[START Provided material]

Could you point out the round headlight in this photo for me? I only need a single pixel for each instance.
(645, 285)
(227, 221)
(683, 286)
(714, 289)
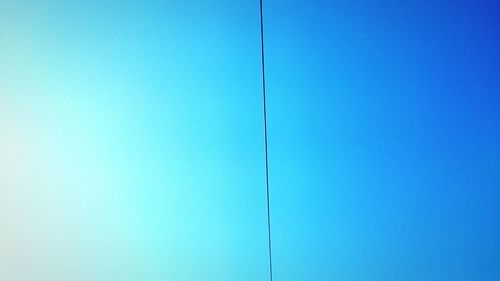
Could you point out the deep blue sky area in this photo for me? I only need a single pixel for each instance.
(132, 142)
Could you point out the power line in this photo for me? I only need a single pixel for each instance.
(265, 142)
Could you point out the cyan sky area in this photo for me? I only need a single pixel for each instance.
(132, 141)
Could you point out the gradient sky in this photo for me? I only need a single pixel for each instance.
(131, 140)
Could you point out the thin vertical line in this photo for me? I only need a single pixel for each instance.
(265, 142)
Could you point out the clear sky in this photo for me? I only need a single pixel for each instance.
(131, 140)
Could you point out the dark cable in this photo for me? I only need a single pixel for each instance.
(265, 141)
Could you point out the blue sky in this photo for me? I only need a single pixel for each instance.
(131, 140)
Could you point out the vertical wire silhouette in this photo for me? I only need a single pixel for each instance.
(265, 142)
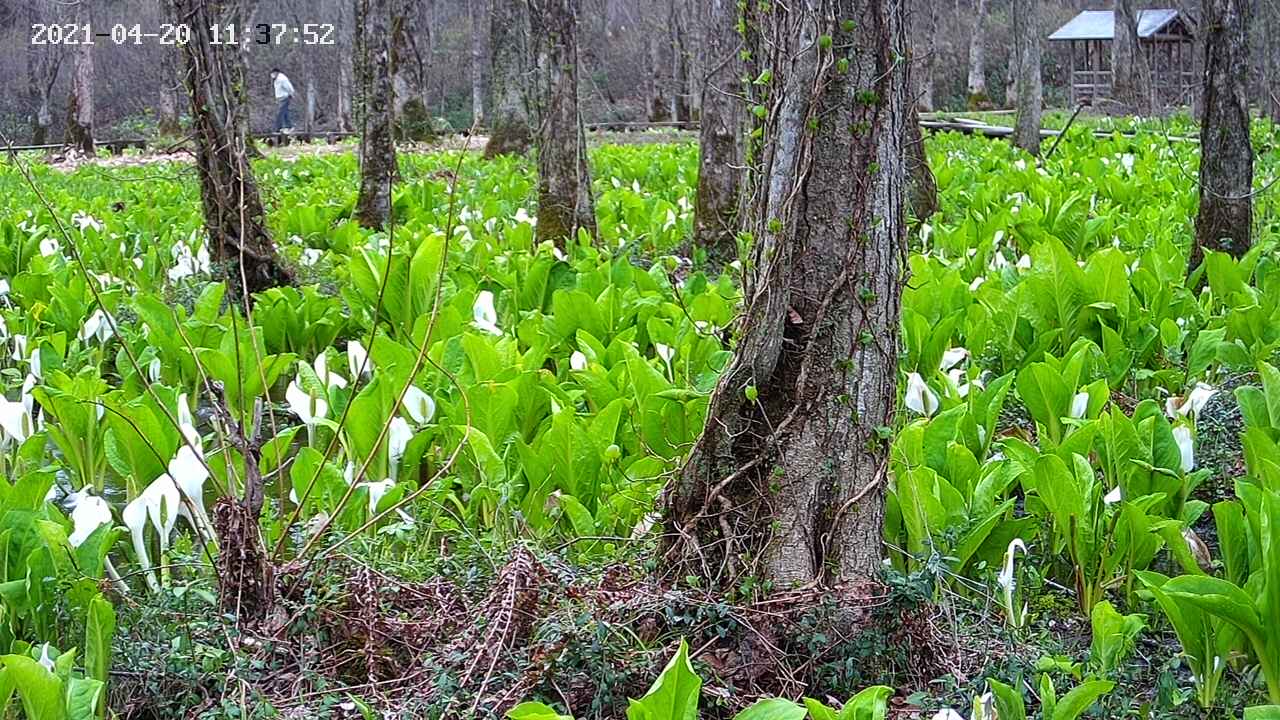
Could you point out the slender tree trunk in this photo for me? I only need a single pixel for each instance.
(478, 60)
(786, 482)
(565, 199)
(1226, 155)
(978, 98)
(374, 28)
(80, 103)
(1028, 71)
(510, 77)
(926, 59)
(720, 137)
(659, 108)
(234, 218)
(1129, 82)
(1270, 94)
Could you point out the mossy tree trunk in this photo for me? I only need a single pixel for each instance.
(787, 481)
(1027, 39)
(234, 218)
(80, 103)
(721, 136)
(565, 199)
(510, 78)
(375, 110)
(1225, 215)
(977, 83)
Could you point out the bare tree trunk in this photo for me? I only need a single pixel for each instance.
(510, 77)
(978, 98)
(238, 238)
(374, 30)
(1225, 215)
(1028, 71)
(478, 60)
(42, 65)
(720, 137)
(659, 108)
(786, 482)
(1129, 82)
(1270, 94)
(80, 103)
(233, 210)
(565, 199)
(926, 59)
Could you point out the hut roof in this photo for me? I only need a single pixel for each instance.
(1100, 24)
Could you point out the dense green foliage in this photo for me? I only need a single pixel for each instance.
(453, 379)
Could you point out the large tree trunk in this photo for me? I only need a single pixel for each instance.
(1129, 82)
(786, 482)
(374, 31)
(978, 98)
(80, 103)
(1028, 71)
(478, 60)
(1226, 156)
(720, 139)
(510, 77)
(565, 200)
(234, 217)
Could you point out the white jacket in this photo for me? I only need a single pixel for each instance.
(283, 87)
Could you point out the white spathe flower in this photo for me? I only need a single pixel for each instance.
(357, 359)
(919, 399)
(306, 408)
(46, 660)
(16, 419)
(1079, 405)
(398, 434)
(376, 491)
(1185, 447)
(83, 220)
(97, 326)
(328, 378)
(952, 358)
(485, 314)
(419, 405)
(88, 514)
(1191, 405)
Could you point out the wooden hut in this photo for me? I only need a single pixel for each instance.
(1166, 37)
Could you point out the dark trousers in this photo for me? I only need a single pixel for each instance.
(282, 115)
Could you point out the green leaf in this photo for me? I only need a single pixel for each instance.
(773, 709)
(1080, 698)
(673, 695)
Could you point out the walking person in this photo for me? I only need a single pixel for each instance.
(283, 94)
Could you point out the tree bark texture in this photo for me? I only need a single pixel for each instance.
(720, 137)
(1029, 90)
(234, 218)
(510, 78)
(565, 199)
(374, 19)
(1226, 155)
(80, 103)
(978, 98)
(476, 9)
(1130, 83)
(787, 481)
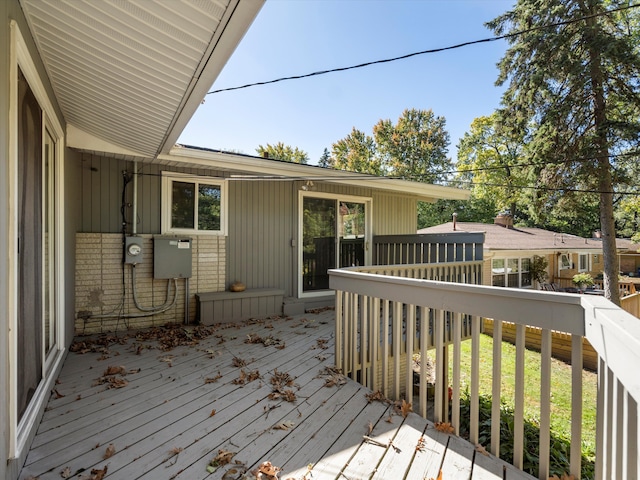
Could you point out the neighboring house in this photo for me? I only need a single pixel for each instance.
(93, 98)
(508, 252)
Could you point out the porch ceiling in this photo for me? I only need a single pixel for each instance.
(128, 76)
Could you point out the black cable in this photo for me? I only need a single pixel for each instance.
(424, 52)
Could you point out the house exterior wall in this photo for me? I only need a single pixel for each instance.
(259, 250)
(104, 285)
(11, 452)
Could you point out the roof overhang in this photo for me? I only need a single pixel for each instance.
(250, 168)
(128, 76)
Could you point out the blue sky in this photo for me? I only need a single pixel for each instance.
(294, 37)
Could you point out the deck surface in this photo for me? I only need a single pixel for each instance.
(170, 412)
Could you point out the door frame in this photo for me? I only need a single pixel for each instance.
(20, 432)
(368, 215)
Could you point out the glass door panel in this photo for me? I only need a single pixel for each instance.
(318, 242)
(351, 224)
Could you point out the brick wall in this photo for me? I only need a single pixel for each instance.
(104, 285)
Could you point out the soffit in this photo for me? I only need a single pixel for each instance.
(132, 73)
(250, 168)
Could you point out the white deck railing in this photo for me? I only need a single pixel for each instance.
(380, 317)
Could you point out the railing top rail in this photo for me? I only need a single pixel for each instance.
(408, 266)
(615, 335)
(556, 311)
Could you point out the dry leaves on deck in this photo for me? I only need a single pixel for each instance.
(332, 377)
(444, 427)
(377, 397)
(223, 458)
(279, 383)
(246, 377)
(110, 451)
(266, 471)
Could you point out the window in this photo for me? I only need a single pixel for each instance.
(583, 262)
(195, 205)
(511, 272)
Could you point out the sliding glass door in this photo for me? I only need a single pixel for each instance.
(335, 234)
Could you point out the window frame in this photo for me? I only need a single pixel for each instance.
(587, 258)
(507, 271)
(167, 196)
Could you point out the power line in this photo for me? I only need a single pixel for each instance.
(543, 188)
(424, 52)
(535, 164)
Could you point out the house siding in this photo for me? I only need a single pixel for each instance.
(11, 10)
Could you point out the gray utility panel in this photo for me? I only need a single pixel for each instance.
(171, 257)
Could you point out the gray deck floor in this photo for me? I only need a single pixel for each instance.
(182, 407)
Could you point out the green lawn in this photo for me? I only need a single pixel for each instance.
(560, 387)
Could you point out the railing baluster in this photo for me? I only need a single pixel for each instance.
(545, 403)
(455, 409)
(475, 380)
(397, 339)
(410, 335)
(518, 421)
(576, 405)
(339, 347)
(364, 341)
(424, 344)
(375, 344)
(385, 348)
(496, 387)
(438, 328)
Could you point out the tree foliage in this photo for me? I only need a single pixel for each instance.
(572, 72)
(414, 148)
(286, 153)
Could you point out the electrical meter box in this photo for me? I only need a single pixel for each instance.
(171, 257)
(133, 250)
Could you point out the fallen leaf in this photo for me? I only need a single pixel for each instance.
(285, 425)
(405, 408)
(115, 370)
(481, 449)
(110, 451)
(444, 427)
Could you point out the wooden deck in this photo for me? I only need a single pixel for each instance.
(177, 409)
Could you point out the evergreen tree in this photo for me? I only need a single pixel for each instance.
(573, 94)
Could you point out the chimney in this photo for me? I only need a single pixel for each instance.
(504, 220)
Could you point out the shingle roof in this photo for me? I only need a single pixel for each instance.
(498, 237)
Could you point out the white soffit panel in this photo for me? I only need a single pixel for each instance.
(122, 70)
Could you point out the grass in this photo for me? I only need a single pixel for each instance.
(560, 388)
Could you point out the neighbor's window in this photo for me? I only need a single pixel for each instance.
(194, 205)
(511, 272)
(583, 262)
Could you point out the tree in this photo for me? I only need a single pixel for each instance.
(415, 148)
(286, 153)
(325, 159)
(489, 159)
(356, 153)
(573, 94)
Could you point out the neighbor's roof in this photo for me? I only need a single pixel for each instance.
(251, 168)
(128, 76)
(498, 237)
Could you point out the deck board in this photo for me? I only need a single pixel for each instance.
(162, 425)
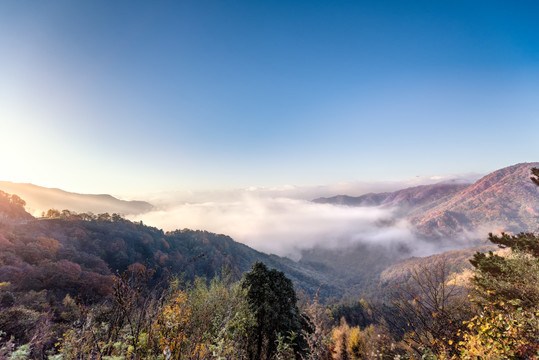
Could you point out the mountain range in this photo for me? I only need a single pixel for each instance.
(40, 199)
(504, 200)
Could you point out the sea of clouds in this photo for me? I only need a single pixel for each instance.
(285, 222)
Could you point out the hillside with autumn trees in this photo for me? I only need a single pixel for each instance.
(84, 286)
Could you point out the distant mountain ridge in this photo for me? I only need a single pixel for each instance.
(40, 199)
(409, 197)
(504, 200)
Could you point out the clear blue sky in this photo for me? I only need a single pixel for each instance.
(129, 96)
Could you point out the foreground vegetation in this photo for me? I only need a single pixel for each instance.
(96, 298)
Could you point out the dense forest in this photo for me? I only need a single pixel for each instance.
(85, 286)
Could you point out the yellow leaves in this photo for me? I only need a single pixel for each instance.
(172, 323)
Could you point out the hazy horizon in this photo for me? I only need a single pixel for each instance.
(138, 97)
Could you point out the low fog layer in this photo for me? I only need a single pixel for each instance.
(285, 226)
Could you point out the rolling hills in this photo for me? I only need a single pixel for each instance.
(39, 199)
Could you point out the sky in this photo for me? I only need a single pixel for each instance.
(134, 97)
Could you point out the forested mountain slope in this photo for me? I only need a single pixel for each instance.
(504, 200)
(77, 253)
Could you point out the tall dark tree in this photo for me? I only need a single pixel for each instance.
(273, 300)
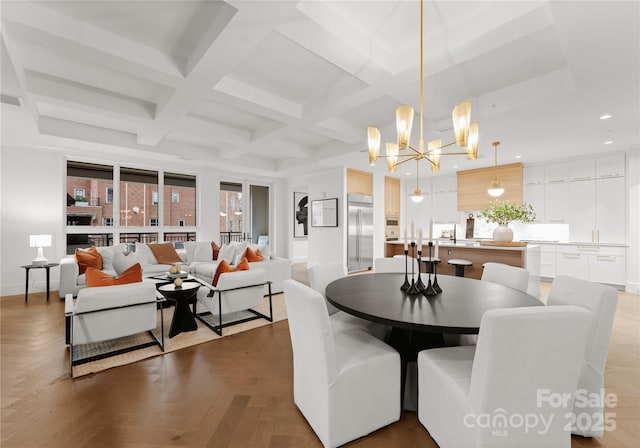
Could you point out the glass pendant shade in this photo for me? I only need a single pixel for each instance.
(404, 123)
(496, 190)
(435, 151)
(392, 157)
(472, 141)
(461, 119)
(417, 195)
(373, 135)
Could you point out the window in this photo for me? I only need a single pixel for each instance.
(88, 189)
(136, 196)
(179, 199)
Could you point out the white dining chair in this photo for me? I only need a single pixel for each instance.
(503, 274)
(320, 276)
(346, 382)
(489, 395)
(600, 302)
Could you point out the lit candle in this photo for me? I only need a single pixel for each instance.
(431, 230)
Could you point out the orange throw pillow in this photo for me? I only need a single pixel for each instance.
(224, 267)
(90, 258)
(253, 256)
(165, 253)
(243, 265)
(96, 277)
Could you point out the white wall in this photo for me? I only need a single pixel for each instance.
(32, 203)
(633, 237)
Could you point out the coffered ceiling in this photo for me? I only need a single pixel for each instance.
(284, 88)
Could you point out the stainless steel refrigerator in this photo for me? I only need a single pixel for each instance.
(360, 232)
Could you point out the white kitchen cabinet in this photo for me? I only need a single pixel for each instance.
(555, 202)
(533, 194)
(597, 210)
(610, 166)
(533, 175)
(610, 210)
(602, 264)
(582, 169)
(556, 172)
(548, 260)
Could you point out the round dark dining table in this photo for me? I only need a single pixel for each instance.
(457, 309)
(419, 322)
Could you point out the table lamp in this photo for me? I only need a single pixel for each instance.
(40, 241)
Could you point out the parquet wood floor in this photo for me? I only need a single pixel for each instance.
(233, 392)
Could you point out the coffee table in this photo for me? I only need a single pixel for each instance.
(183, 318)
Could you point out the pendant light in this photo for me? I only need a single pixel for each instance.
(496, 189)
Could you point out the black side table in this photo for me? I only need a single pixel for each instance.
(183, 319)
(47, 266)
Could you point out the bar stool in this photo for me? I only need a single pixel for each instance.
(459, 264)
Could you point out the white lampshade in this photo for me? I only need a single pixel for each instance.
(40, 241)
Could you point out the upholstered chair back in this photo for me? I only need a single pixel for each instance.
(600, 301)
(314, 355)
(236, 299)
(518, 356)
(321, 275)
(506, 275)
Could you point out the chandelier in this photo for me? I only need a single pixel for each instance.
(466, 135)
(495, 190)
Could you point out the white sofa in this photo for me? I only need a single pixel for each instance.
(197, 257)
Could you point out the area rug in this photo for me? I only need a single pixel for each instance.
(201, 335)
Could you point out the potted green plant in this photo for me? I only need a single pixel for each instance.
(502, 213)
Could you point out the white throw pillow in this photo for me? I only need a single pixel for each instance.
(107, 254)
(144, 254)
(265, 251)
(241, 248)
(227, 253)
(203, 252)
(122, 262)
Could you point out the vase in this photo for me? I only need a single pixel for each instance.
(503, 234)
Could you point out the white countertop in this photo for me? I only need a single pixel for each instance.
(472, 244)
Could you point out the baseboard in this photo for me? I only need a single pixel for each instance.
(632, 287)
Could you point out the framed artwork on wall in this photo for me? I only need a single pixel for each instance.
(300, 214)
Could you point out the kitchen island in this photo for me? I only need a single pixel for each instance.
(527, 257)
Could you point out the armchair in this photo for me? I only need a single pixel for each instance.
(235, 292)
(110, 312)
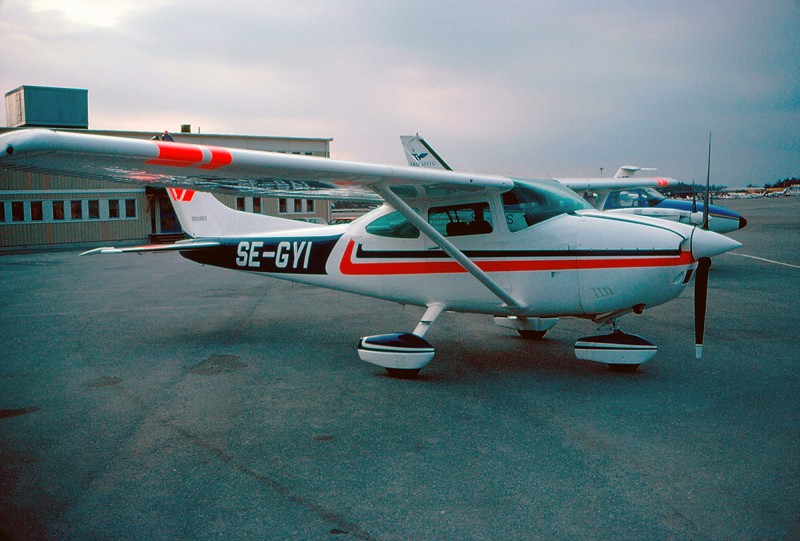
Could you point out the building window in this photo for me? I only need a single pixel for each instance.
(17, 211)
(37, 213)
(58, 210)
(94, 209)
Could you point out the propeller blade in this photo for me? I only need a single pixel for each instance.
(700, 296)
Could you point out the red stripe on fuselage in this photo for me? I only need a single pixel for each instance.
(349, 267)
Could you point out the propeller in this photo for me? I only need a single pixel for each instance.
(701, 276)
(700, 297)
(708, 186)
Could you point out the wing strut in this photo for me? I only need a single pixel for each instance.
(447, 246)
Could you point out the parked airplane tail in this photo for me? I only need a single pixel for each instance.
(627, 171)
(420, 154)
(203, 215)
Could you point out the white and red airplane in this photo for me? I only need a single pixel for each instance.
(527, 252)
(622, 193)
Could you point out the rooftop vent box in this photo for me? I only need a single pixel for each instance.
(45, 106)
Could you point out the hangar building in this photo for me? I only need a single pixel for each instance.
(37, 210)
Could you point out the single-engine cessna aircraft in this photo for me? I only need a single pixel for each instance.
(622, 193)
(525, 251)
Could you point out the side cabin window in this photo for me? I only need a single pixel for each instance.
(464, 219)
(529, 204)
(393, 225)
(635, 197)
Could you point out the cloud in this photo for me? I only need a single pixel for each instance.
(531, 88)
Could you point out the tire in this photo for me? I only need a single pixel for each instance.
(532, 335)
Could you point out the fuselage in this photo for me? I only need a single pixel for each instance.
(573, 262)
(650, 202)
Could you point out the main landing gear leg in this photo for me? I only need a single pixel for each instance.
(402, 354)
(622, 352)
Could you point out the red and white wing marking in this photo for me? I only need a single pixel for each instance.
(207, 168)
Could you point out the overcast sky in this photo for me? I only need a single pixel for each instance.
(530, 88)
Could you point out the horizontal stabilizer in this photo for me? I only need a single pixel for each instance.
(177, 247)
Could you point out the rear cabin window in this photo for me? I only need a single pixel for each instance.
(393, 225)
(458, 220)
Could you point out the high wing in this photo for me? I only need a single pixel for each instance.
(208, 168)
(419, 153)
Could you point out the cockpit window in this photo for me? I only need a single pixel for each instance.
(393, 225)
(528, 203)
(464, 219)
(633, 197)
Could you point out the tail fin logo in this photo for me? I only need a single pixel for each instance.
(178, 194)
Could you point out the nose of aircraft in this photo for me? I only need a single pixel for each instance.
(708, 244)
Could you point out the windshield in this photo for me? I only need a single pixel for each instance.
(532, 202)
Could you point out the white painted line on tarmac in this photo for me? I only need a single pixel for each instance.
(769, 260)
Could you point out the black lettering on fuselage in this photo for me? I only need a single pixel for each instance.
(294, 254)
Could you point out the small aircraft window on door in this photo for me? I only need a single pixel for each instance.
(465, 219)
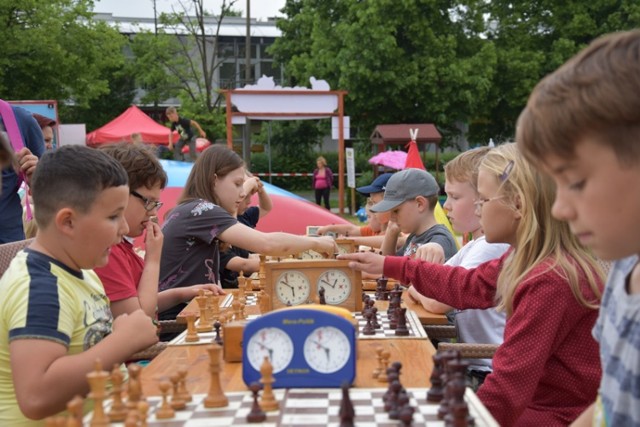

[END Provided material]

Copy out every line of the material that contains the word "foliage". Case counts.

Could you point out the dense green foliage in this photo for me? I only need a single pixel for each instance.
Could you point out the tree foliage in this photo for me? I only need a single pixel for each instance.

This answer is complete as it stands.